* _SUPPLIED RECORDS_
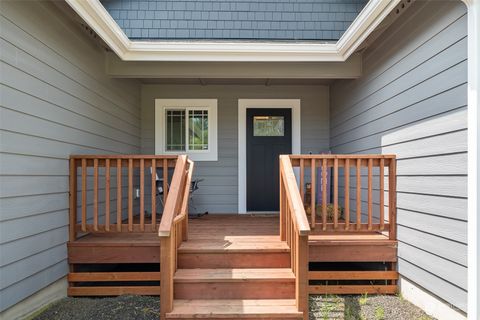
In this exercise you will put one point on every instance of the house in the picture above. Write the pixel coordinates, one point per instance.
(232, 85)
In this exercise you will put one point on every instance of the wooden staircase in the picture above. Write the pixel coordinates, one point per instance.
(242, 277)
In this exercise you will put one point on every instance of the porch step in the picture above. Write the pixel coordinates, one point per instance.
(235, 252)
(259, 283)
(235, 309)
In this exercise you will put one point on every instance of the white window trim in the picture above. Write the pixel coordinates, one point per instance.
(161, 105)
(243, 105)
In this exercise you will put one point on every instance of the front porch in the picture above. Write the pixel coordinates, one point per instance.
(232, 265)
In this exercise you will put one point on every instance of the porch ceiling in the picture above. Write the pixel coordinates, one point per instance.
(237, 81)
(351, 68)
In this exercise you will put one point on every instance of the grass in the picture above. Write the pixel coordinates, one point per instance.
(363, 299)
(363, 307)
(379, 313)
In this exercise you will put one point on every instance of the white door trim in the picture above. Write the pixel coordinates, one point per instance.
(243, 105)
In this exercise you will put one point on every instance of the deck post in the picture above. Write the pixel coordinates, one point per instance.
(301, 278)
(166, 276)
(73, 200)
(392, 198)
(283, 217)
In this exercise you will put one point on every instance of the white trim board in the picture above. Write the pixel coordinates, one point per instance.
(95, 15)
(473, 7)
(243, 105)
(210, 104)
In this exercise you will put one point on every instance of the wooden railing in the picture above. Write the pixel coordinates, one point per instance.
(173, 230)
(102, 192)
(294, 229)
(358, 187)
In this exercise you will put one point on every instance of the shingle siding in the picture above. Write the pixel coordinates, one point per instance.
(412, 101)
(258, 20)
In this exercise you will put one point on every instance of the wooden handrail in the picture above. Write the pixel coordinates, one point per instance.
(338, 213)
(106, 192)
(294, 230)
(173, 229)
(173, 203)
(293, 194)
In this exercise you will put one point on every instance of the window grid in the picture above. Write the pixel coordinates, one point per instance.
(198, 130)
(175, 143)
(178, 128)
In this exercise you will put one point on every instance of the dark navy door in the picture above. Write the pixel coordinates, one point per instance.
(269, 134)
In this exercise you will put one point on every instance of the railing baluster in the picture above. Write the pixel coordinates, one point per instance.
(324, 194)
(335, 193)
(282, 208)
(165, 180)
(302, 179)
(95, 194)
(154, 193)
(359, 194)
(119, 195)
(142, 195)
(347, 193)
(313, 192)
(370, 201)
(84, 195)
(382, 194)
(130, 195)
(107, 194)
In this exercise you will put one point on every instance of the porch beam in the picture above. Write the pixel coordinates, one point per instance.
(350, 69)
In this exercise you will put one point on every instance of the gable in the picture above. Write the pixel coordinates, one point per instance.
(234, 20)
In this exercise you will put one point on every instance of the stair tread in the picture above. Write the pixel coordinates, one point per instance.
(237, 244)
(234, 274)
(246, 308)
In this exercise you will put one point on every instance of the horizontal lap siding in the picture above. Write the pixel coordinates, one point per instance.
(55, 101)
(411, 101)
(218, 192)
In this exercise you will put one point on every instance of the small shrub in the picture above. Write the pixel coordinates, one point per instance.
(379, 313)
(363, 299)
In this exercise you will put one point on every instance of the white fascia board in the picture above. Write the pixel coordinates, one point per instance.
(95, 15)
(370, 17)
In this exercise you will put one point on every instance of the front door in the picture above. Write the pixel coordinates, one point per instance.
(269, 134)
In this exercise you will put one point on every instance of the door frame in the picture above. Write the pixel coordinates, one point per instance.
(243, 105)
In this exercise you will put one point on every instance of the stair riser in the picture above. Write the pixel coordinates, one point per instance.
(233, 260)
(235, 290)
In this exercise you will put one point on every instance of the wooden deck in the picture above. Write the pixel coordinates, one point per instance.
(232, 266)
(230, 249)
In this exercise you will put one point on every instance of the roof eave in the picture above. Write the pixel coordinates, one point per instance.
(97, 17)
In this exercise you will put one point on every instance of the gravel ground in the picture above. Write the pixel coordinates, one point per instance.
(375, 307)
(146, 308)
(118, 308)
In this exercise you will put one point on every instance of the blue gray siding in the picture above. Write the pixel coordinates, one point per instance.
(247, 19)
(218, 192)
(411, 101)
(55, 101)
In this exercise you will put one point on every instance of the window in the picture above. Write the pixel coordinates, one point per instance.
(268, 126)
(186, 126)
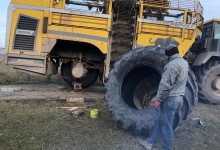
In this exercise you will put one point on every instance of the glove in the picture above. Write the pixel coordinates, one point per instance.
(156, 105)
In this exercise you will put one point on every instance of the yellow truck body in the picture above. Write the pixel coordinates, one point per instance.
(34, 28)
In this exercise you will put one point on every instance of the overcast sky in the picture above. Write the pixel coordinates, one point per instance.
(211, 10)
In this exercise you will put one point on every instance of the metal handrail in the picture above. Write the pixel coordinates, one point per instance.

* _TASK INSTRUCTIONS_
Everything from the line with "of the overcast" through the last line of the data is to be retyped verbatim, with no other text.

* _RESPONSE AREA_
In this exercise you will put one point on every instance of the overcast sky in the picture above. Write the pixel coordinates, one point per instance.
(211, 10)
In this exercise you will put one point on every instance of the metal handrail in the picture above. Write the pixel coordinates, one point per instance.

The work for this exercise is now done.